• **VORLIEGENDER TEXT**:

####################

Analyse von kompetenznachweiskultur.de und eines WDR5 Berichts vom 5.3.2009 LEONARDO / Service Bildung / Angelika Böhrkdre-Stein
Kompetenznachweis Kultur
Wenn Kultur zu "Softskills" verkommt

 

"Was ist der Kompetenznachweis Kultur

Der Kompetenznachweis Kultur ist ein Bildungspass. Er wird an Jugendliche ab 12 Jahren vergeben, die aktiv an künstlerischen und kulturpädagogischen Angeboten teilnehmen. Er ist ein Nachweis darüber, welche individuellen personalen, sozialen, methodischen und künstlerischen Kompetenzen sie dabei gezeigt und weiterentwickelt haben.

Der Kompetenznachweis Kultur entsteht gemeinsam mit dem Jugendlichen.

####################

• **AUFGABEN**:
1) Fassen Sie im Text über den Kompetenznachweis Kultur den Absatz, der mit „Der Kompetenznachweis Kultur ist ein Bildungspass“ beginnt, als knappe Stichpunktliste zusammen.
2) Übertragen Sie den Satz „Der Kompetenznachweis Kultur entsteht gemeinsam mit dem Jugendlichen.“ aus dem Text über den Kompetenznachweis Kultur ins Englische.
3) Führen Sie den Text über den Kompetenznachweis Kultur im Anschluss an seinen letzten Satz weiter.
Die Einträge spielen hierfür keine Rolle.

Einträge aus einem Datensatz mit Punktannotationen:

####################

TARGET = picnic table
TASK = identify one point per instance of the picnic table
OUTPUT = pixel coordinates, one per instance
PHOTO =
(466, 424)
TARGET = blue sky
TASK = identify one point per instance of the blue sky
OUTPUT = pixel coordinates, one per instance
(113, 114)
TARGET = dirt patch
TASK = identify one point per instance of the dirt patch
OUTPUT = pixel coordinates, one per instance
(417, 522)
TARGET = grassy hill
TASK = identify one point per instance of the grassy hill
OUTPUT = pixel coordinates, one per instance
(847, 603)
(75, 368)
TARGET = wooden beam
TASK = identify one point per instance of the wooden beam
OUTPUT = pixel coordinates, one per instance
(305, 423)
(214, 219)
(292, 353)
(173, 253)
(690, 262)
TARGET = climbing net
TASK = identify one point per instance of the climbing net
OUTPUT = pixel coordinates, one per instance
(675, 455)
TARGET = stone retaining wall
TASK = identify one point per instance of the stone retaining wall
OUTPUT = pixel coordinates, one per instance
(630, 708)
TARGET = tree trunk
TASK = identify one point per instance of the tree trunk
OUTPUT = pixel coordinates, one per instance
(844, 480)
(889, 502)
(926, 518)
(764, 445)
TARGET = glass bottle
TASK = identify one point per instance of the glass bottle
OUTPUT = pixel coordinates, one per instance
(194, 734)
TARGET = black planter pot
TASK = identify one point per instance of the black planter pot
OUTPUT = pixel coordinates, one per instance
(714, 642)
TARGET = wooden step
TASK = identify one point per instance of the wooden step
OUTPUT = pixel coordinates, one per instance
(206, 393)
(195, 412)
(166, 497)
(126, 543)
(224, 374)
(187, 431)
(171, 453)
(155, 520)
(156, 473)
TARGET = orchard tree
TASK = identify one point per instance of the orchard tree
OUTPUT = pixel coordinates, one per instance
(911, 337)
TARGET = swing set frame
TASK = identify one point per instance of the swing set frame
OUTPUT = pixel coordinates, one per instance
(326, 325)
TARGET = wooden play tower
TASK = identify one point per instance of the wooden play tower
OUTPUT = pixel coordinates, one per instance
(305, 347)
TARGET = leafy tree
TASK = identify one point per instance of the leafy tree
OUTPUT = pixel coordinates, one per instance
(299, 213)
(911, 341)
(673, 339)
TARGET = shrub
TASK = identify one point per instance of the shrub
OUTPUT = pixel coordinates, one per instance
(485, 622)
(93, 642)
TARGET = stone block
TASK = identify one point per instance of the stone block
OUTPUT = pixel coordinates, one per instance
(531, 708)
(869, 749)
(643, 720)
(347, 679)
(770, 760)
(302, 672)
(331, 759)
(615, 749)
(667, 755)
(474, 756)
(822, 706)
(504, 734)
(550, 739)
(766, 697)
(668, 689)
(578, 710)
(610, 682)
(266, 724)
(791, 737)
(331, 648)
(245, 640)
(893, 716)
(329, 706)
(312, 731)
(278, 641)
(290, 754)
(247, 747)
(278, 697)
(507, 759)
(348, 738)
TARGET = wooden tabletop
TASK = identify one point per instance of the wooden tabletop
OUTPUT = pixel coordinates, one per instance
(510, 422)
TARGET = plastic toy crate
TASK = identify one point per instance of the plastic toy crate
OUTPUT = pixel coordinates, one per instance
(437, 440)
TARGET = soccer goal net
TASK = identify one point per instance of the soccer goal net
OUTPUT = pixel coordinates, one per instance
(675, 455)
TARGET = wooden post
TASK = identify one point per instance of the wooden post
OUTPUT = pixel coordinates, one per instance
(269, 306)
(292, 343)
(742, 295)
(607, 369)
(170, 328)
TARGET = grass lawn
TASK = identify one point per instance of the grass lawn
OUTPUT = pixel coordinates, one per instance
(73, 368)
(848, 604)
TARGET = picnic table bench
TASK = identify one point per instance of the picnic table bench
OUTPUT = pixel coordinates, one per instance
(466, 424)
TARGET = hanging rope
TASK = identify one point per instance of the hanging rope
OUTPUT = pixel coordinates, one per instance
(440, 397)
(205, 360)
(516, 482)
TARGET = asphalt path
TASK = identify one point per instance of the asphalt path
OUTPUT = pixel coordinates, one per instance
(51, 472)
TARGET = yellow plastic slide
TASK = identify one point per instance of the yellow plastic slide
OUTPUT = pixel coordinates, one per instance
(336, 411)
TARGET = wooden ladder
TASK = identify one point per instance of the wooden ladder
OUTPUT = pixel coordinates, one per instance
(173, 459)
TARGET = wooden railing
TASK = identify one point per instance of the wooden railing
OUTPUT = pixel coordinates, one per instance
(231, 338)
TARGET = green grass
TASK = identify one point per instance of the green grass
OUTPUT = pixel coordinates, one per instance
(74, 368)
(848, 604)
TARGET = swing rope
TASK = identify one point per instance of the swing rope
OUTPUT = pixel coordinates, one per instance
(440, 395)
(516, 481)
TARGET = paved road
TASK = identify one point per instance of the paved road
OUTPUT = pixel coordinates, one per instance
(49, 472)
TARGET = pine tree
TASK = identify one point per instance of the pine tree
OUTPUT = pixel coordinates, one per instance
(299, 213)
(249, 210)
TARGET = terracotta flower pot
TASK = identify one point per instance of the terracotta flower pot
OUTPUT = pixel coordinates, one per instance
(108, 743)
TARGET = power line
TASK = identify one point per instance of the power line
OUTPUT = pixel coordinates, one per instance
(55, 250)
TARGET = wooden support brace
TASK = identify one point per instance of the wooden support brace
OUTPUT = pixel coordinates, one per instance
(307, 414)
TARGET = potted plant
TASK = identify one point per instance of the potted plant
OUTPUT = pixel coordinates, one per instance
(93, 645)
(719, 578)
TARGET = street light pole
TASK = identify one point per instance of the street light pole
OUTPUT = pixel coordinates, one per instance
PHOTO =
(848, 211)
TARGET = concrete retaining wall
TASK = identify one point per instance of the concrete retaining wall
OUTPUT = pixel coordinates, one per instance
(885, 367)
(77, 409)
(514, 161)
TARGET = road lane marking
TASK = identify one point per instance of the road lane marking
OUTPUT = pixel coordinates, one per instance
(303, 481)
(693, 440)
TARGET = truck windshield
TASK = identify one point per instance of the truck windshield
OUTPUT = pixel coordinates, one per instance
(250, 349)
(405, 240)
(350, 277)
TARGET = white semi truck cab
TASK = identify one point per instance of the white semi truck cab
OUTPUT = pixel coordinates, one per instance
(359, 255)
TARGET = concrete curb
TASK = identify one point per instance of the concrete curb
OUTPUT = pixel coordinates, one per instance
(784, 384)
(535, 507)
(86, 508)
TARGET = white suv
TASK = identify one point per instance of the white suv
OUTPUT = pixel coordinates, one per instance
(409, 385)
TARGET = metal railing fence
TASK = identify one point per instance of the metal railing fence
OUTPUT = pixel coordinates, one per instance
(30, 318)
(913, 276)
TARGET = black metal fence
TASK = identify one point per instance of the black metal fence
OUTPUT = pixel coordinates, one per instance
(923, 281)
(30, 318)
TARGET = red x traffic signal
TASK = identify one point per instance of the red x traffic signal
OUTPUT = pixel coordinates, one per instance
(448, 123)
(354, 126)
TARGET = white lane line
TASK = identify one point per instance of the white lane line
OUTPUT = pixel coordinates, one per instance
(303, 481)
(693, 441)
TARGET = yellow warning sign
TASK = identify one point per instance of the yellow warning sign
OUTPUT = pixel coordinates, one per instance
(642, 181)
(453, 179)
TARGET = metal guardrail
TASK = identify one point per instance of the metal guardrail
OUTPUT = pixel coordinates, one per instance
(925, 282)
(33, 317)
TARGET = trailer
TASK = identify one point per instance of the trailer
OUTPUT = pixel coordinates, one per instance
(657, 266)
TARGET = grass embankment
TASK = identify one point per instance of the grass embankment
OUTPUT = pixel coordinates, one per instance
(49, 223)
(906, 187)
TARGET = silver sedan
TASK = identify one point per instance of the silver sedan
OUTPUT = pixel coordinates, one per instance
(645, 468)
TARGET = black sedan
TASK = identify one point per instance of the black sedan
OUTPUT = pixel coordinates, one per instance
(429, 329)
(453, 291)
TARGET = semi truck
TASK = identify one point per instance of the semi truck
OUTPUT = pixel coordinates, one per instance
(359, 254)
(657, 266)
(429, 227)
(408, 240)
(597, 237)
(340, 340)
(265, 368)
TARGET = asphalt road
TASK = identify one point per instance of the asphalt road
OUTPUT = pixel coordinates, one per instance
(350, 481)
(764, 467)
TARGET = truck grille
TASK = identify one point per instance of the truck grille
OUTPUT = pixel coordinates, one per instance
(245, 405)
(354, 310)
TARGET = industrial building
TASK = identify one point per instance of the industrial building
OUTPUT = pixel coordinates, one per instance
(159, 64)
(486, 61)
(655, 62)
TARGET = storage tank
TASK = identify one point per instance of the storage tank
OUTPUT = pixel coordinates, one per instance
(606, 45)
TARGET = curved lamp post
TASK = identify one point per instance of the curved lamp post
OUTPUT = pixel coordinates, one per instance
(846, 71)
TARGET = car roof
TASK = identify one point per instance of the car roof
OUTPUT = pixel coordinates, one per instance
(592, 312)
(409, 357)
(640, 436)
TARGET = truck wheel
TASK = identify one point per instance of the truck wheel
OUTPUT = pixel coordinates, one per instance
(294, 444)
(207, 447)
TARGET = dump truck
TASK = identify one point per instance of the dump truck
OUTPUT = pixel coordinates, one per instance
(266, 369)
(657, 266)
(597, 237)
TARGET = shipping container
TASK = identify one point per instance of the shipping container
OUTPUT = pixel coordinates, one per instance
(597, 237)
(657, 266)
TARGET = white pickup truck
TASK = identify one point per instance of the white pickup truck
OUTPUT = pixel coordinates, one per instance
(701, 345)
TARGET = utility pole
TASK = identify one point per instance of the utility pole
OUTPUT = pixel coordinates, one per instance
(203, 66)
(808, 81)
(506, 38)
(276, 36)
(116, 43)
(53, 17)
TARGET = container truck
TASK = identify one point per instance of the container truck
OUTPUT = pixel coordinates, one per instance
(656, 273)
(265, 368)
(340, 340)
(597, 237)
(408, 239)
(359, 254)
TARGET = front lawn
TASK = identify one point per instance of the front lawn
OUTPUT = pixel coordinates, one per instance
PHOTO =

####################

• **LÖSUNGEN**:
1)
- Bildungspass für Jugendliche ab 12 Jahren
- Voraussetzung: aktive Teilnahme an künstlerischen und kulturpädagogischen Angeboten
- Nachweis der dabei gezeigten und weiterentwickelten personalen, sozialen, methodischen und künstlerischen Kompetenzen

2) The Kompetenznachweis Kultur is created together with the young person.

3)
Zwischen dem Anleiter/der Anleiterin, der Künstlerin, dem Kulturpädagogen und den Jugendlichen entsteht ein zeitlich begrenzter, intensiver Austausch über die individuellen Stärken, über Lernerfahrungen und Wirkungen des eigenen künstlerischen Tuns. Indem die Jugendlichen sich ihrer Fähigkeiten und Stärken bewusst werden und lernen, diese zu formulieren, stärkt der gesamte Prozess ihr Selbstbewusstsein.

Der Kompetenznachweis Kultur unterstützt Jugendliche beim Einstieg in das Berufsleben. Er erweitert ihre Möglichkeiten der Selbstdarstellung. In Bewerbungsgesprächen kann der Kompetenznachweis Kultur Impuls für ein Gespräch über besondere Fähigkeiten sein. Der Jugendliche spiegelt in diesem Gespräch das, was das Zertifikat beschreibt, glaubhaft wider, weil er selbst an der Erarbeitung beteiligt war."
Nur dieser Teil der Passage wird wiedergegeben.